§ QUOTED PASSAGE
D: This patch adds a FUTEX_AWAIT and /dev/futex, for attaching futexes
D: to file descriptors, which can be used with poll, select or SIGIO.

diff -urN -I \$.*\$ --exclude TAGS -X /home/rusty/devel/kernel/kernel-patches/current-dontdiff --minimal linux-2.5.20.15557/include/linux/futex.h linux-2.5.20.15557.updated/include/linux/futex.h
--- linux-2.5.20.15557/include/linux/futex.h Sat May 25 14:34:59 2002
+++ linux-2.5.20.15557.updated/include/linux/futex.h Wed Jun 5 22:01:44 2002
@@ -4,5 +4,6 @@
/* Second argument to futex syscall */
#define FUTEX_WAIT (0)
#define FUTEX_WAKE (1)
+#define FUTEX_AWAIT (2)

§ RECORD EXTRACTS
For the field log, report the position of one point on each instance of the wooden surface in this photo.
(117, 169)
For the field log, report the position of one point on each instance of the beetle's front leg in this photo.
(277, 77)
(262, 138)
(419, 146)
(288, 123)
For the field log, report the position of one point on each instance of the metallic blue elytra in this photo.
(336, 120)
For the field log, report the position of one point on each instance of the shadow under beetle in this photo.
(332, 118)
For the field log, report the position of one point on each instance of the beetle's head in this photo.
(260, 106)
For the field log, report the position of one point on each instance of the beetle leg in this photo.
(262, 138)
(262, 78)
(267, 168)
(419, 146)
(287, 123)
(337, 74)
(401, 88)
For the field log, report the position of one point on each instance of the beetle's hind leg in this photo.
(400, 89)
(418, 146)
* * *
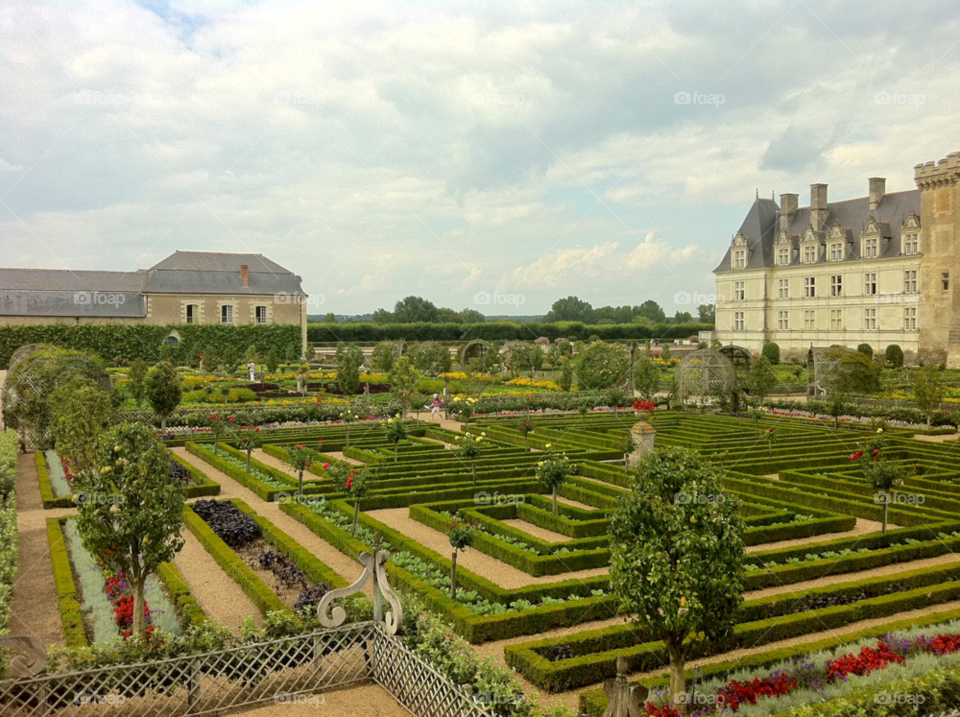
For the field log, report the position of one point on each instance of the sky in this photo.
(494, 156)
==
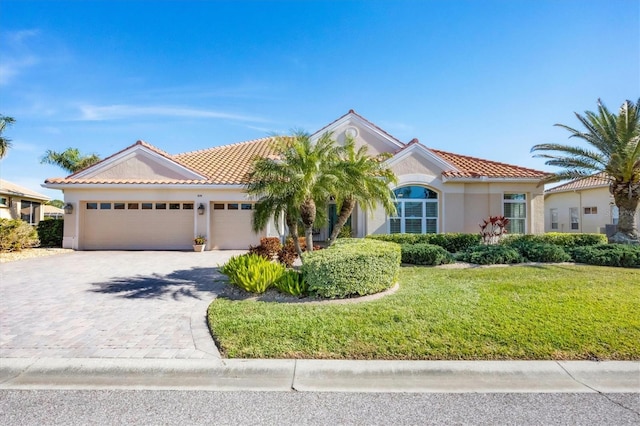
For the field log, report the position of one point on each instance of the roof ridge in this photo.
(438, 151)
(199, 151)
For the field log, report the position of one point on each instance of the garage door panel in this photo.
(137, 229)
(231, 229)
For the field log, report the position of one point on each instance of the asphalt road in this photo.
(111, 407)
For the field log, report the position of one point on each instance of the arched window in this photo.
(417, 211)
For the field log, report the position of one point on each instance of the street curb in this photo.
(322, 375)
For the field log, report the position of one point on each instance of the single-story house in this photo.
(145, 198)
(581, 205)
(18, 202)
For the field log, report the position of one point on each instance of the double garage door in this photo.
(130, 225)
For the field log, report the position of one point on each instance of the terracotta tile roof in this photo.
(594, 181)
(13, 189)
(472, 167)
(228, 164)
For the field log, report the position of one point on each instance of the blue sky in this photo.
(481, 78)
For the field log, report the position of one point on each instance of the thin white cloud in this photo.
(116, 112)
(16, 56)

§ CHALLENGE 1
Do these statements agree with the futex patch? For each, answer yes or no and quote the words from the patch that decide it.
(a) The patch adds /dev/futex.
(b) FUTEX_WAKE is defined as 2.
(c) The file descriptors can be used with poll, select or SIGIO.
§ CHALLENGE 2
In the futex patch, what value is FUTEX_AWAIT defined as?
§ CHALLENGE 3
Carry on the futex patch from where it stops.

§ ANSWER 1
(a) Yes: "This patch adds a FUTEX_AWAIT and /dev/futex"
(b) No: "#define FUTEX_WAKE (1)"
(c) Yes: "which can be used with poll, select or SIGIO"

§ ANSWER 2
FUTEX_AWAIT is defined as 2.

§ ANSWER 3
#endif
diff -urN -I \$.*\$ --exclude TAGS -X /home/rusty/devel/kernel/kernel-patches/current-dontdiff --minimal linux-2.5.20.15557/kernel/futex.c linux-2.5.20.15557.updated/kernel/futex.c
--- linux-2.5.20.15557/kernel/futex.c Wed Jun 5 22:01:41 2002
+++ linux-2.5.20.15557.updated/kernel/futex.c Wed Jun 5 22:02:09 2002
@@ -34,6 +34,10 @@
#include <linux/highmem.h>
#include <linux/time.h>
#include <linux/pagemap.h>
+#include <linux/file.h>
+#include <linux/slab.h>
+#include <linux/devfs_fs_kernel.h>
+#include <linux/poll.h>
#include <asm/uaccess.h>

/* Simple "sleep if unchanged" interface. */
@@ -41,11 +45,18 @@
/* FIXME: This may be way too small. --RR */
#define FUTEX_HASHBITS 6

+extern void send_sigio(struct fown_struct *fown, int fd, int band);
+
/* We use this instead of a normal wait_queue_t, so we can wake only
the relevent ones (hashed queues may be shared) */
struct futex_q {
struct list_head list;
wait_queue_head_t waiters;
+
+ /* For AWAIT, sigio sent using these. */
+ int fd;
+ struct file *filp;
+
/* Page struct and offset within it. */
struct page *page;
unsigned int offset;
@@ -54,6 +65,7 @@
/* The key for the hash is the address + index + offset within page */
static struct list_head futex_queues[1<<FUTEX_HASHBITS];
static spinlock_t futex_lock = SPIN_LOCK_UNLOCKED;
+extern struct file_operations futex_fops;

static inline struct list_head *hash_futex(struct page *page,
unsigned long offset)
@@ -73,9 +85,12 @@
page_cache_release(page);
}

+/* Waiter may be sitting in FUTEX_WAIT or poll, or async */
static inline void tell_waiter(struct futex_q *q)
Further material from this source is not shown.